▶ Stated exercise
Report every line in the records below that contains the word "surface".

>> START Record extracts

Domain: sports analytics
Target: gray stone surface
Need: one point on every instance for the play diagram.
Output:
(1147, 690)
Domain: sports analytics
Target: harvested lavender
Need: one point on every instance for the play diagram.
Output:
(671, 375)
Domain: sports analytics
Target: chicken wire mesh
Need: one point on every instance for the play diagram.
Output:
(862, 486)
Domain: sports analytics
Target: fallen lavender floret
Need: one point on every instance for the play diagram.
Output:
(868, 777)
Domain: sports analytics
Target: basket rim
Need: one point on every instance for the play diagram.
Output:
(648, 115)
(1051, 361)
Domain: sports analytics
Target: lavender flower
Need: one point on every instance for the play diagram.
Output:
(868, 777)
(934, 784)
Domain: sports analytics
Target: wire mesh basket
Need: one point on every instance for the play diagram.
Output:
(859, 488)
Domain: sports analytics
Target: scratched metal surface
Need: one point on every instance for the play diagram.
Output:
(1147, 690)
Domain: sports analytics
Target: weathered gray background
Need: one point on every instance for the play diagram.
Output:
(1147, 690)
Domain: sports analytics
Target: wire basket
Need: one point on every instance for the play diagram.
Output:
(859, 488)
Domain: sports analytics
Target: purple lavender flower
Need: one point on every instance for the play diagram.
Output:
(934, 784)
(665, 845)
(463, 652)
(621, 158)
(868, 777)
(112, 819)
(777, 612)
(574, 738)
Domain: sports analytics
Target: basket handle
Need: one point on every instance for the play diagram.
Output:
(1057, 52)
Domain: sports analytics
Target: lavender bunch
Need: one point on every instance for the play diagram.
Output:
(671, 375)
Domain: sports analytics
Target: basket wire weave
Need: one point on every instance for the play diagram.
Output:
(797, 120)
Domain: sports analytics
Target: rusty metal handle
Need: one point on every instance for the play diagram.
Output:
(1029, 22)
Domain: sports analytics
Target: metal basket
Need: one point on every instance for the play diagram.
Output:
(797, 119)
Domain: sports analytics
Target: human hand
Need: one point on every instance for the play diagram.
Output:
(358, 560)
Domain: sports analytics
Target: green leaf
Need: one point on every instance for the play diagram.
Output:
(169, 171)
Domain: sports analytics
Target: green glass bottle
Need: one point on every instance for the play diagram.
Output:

>> END Record extracts

▶ Result
Target: gray stone surface
Target: scratched metal surface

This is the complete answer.